**WRITTEN TASK**
Can you render the records, from their start through the line that contains "x=126 y=498", as a JSON list of strings with one string per line, skipping blank lines and leaving out the pictures?

**RECORDS FOR THIS EXERCISE**
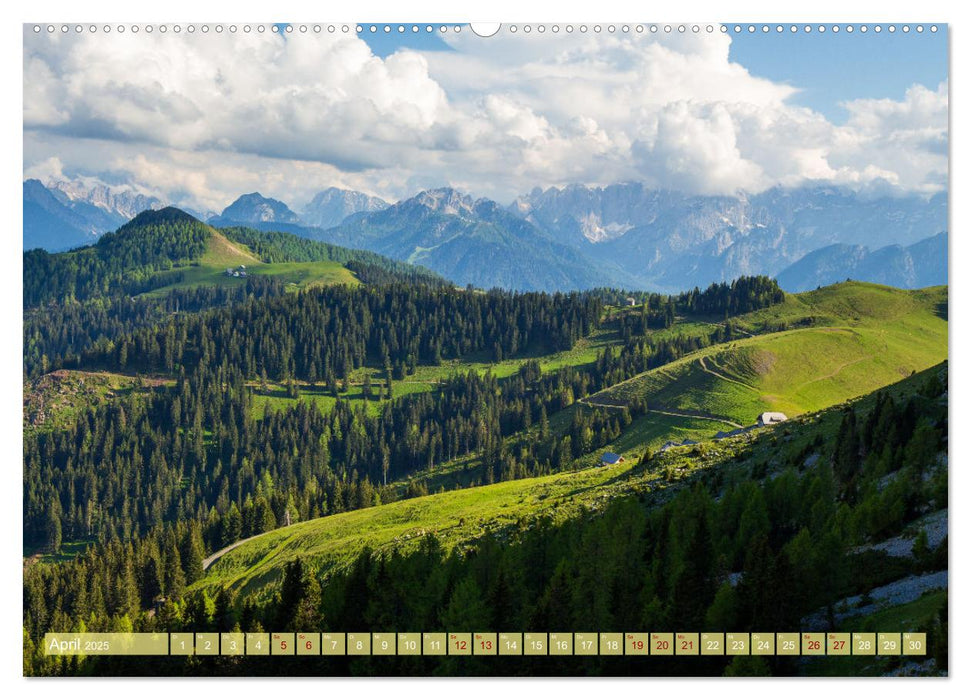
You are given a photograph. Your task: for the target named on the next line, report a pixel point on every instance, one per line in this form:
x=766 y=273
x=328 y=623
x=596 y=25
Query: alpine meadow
x=587 y=336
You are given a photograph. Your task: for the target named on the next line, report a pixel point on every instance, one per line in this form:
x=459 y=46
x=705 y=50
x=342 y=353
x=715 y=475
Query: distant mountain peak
x=254 y=207
x=445 y=200
x=330 y=207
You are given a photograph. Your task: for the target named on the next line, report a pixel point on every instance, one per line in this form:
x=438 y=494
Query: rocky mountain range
x=578 y=237
x=668 y=240
x=60 y=215
x=330 y=207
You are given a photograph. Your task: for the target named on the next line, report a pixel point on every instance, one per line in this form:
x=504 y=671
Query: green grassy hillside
x=869 y=336
x=222 y=254
x=463 y=515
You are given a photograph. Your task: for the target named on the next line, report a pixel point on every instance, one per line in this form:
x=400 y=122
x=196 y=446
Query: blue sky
x=384 y=44
x=829 y=68
x=833 y=68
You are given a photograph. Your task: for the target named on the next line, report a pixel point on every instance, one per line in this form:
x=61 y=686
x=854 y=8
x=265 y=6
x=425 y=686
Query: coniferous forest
x=126 y=498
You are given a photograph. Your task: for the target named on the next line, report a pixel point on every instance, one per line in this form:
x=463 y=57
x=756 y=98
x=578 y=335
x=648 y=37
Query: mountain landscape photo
x=329 y=341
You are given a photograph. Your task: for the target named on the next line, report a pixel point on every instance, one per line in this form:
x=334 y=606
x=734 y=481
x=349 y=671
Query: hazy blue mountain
x=922 y=264
x=330 y=207
x=254 y=208
x=670 y=241
x=473 y=242
x=62 y=215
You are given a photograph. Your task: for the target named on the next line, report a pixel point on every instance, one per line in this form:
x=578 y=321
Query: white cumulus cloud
x=198 y=119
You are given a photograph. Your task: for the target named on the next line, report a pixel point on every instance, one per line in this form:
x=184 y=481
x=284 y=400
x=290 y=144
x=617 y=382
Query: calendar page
x=521 y=349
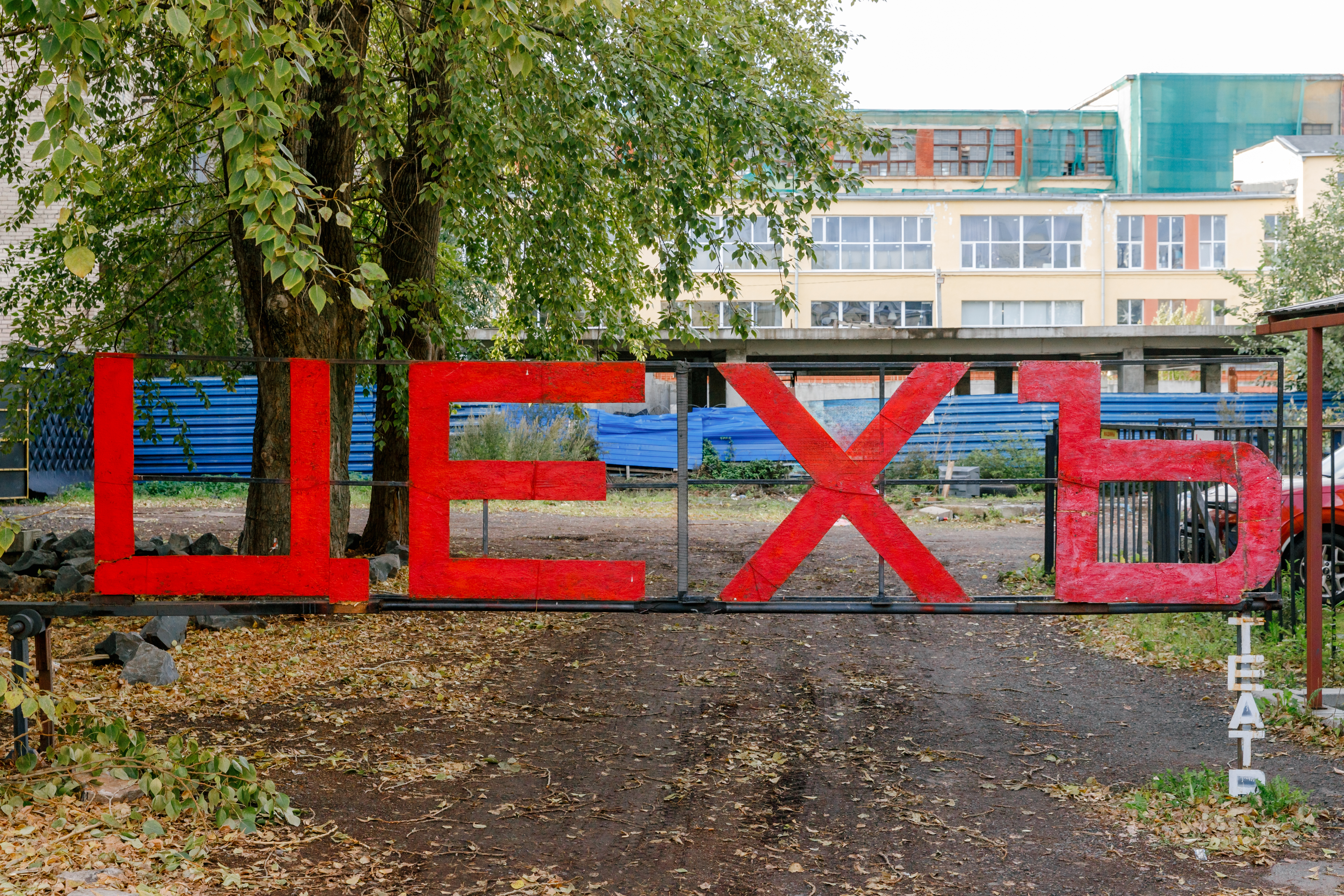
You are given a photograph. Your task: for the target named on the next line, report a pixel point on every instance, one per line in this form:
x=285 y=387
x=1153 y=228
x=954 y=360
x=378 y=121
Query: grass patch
x=1191 y=809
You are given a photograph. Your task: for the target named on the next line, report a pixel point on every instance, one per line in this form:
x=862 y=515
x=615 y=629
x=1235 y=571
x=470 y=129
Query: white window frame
x=722 y=314
x=1130 y=248
x=760 y=237
x=1171 y=246
x=865 y=314
x=916 y=236
x=1003 y=311
x=1213 y=242
x=975 y=252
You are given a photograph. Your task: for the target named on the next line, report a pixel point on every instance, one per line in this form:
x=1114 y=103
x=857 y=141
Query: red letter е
x=436 y=480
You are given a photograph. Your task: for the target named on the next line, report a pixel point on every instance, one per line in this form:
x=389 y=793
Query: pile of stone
x=65 y=565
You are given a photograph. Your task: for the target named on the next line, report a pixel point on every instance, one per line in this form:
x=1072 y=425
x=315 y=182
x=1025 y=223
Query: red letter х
x=1086 y=460
x=308 y=571
x=436 y=480
x=843 y=483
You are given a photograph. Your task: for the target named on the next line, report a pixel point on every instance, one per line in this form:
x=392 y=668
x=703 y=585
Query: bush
x=495 y=438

**TASK RESPONSE**
[
  "You are given a photograph. Your task: for the target named on the next line, report a pixel point on every instance, one per line in this form:",
  "x=766 y=273",
  "x=328 y=623",
  "x=596 y=25",
  "Query: alpine meadow",
  "x=587 y=336",
  "You are given a photograph. Your task: for the target named on the next line, report a pixel point on every instance, one per line in this form:",
  "x=459 y=46",
  "x=705 y=50",
  "x=342 y=353",
  "x=715 y=475",
  "Query: distant mountain peak",
  "x=254 y=207",
  "x=445 y=200",
  "x=330 y=207",
  "You are given a photograph. Your task: for the target named on the next line, report a pixel point on every instance, one per line in this form:",
  "x=438 y=494",
  "Query: rocky mountain range",
  "x=578 y=237",
  "x=668 y=240",
  "x=60 y=215",
  "x=330 y=207",
  "You are given a photograph. Your task: for the target named on the next line, report a pixel point on every instance, one per line in this form:",
  "x=504 y=671",
  "Query: green grassy hillside",
  "x=869 y=336",
  "x=222 y=254",
  "x=463 y=515",
  "You are given a photograph. Your task: for the target named on the next line, report a pixel point on every instance, one per line in this form:",
  "x=400 y=122",
  "x=196 y=446",
  "Query: blue sky",
  "x=384 y=44",
  "x=829 y=68",
  "x=833 y=68",
  "You are given a photograph. Your task: for the target named on the next line, report a pixel point on every instance, one per line in this form:",
  "x=61 y=686",
  "x=854 y=8",
  "x=265 y=6",
  "x=425 y=686",
  "Query: coniferous forest",
  "x=126 y=498"
]